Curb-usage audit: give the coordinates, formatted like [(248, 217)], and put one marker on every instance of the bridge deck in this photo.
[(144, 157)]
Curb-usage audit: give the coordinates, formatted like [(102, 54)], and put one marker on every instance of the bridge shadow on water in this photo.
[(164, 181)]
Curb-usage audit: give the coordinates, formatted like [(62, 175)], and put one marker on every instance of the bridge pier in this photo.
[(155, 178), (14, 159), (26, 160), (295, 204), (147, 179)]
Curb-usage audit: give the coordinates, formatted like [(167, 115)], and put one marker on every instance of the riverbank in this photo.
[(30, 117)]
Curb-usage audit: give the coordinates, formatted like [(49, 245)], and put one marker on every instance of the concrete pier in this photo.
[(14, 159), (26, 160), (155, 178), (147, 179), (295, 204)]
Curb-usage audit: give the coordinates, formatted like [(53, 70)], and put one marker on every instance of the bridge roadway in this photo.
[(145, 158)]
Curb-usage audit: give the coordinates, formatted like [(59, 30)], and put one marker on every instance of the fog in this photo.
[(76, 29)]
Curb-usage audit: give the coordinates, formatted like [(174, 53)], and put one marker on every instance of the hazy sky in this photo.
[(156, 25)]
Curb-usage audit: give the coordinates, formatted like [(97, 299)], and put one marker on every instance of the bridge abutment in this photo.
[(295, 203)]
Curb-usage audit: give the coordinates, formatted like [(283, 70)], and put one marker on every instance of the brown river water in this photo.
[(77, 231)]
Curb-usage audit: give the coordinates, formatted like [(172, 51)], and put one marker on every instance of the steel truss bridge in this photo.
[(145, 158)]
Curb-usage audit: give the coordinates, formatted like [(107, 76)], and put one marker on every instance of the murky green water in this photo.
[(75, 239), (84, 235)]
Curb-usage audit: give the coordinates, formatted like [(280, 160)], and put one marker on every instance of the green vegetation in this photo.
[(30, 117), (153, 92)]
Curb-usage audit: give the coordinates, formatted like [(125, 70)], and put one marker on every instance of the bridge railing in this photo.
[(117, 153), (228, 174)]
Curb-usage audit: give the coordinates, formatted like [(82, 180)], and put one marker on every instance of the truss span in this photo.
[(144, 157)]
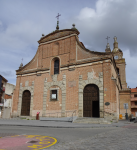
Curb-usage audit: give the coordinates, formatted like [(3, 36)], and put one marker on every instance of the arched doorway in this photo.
[(91, 101), (25, 109)]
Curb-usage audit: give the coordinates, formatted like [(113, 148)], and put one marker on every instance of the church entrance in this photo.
[(91, 101), (25, 109)]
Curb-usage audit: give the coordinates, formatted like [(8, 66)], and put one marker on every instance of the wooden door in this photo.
[(25, 110), (90, 94)]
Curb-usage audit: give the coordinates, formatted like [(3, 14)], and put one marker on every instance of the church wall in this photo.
[(125, 98), (72, 88), (121, 65)]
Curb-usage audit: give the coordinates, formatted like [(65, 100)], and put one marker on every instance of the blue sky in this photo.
[(22, 23)]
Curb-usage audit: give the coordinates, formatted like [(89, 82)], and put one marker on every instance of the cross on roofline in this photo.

· · · · · · ·

__Goal__. Extract every entry above word for word, omitting the pictures.

__Task response__.
Curb-usage audit: give the coordinates, formatted like [(248, 217)], and put one marker on every instance of the bridge deck in this photo.
[(144, 157)]
Curb-usage audit: give the coordinates, formatted like [(102, 54)], and put one marker on every instance of the bridge shadow on water in this photo.
[(164, 181)]
Curb-usage audit: give the coordinates, formatted like [(62, 175)], and put one marker on every instance of the bridge pier in this photo.
[(155, 178), (14, 159), (26, 160), (295, 204), (147, 179)]
Curb-usage audit: give the coordinates, formatted like [(167, 115)], and put one marker on every instance of the riverbank in this photo.
[(30, 117)]
Curb-usage audit: give the coordinates, formatted like [(49, 245)], and put one marker on every instance of the concrete pier in this photo.
[(14, 159), (26, 160), (155, 178), (147, 179), (295, 204)]
Curb-usage audit: give the coordinates, formatted like [(53, 70)], and put one marker on every instance of the bridge roadway in this photo.
[(145, 158)]
Curb-usage audit: give the coordinates, formatted like [(59, 30)], and put one marker on every instance of the fog in this photo.
[(76, 29)]
Curb-usage audit: give the coordinates, formatted like [(174, 53)], and put one marker on every instance of the hazy sky in this photo.
[(156, 25)]
Curb-usage audit: give the coordinates, formatted like [(97, 299)], and put one marker on every instance of the bridge abutment in this photo.
[(295, 203)]
Curb-usage audit: give the coordinates, formatted like [(283, 70)], and put one marker on every instance of the brown river water in this photo.
[(77, 231)]
Curb-usage audit: give the coordinates, formatted like [(172, 51)], and put one marker on every instance of the steel truss bridge in this photo.
[(145, 158)]
Curb-usage audit: give the coordinates, formatted like [(107, 76)], and put one marker on every instance of the murky green water in this photo.
[(75, 239), (84, 235)]
Curb-usage audit: give the coordinates, formatted like [(280, 160)], and put one marker on every instance of the green vegetation in this photo.
[(30, 117), (153, 92)]
Curb-usage audit: give the coordinates, formatted like [(125, 70)], and put one marker on every instance of the bridge railing in this photo.
[(117, 153), (228, 174)]
Curb-usage audit: give the coordinates, formatted like [(82, 180)], and put one marker on every instance of the truss span in this photo.
[(144, 157)]
Curb-usage audit: give the coordinates, formatted like [(3, 36)], and put one marker on every instance of the arched doorway in this photo.
[(91, 101), (25, 109)]
Curb-usage audit: give the coordinates, formatted like [(113, 148)], and put one marker on every instance of the church entrance in this photo.
[(91, 101), (25, 109)]
Curb-usage audit: give the coordinates, formatted like [(8, 66)], and put one marker on every instance of the wooden door in this photo.
[(25, 110), (90, 94)]
Curb-usage audit: give the coordinates, formatted like [(3, 14)], and put one marker on every instance of the church wall in this photo.
[(125, 98), (72, 88), (121, 65)]
Curb-usage audit: give the coordinates, formatted like [(65, 100)], and put one marker on every instance of the blue sky in this photo.
[(22, 23)]
Curb-usage audit: give the coordinates, formatted like [(89, 82)], and put one marker on every instance of the cross on roofline in this photo.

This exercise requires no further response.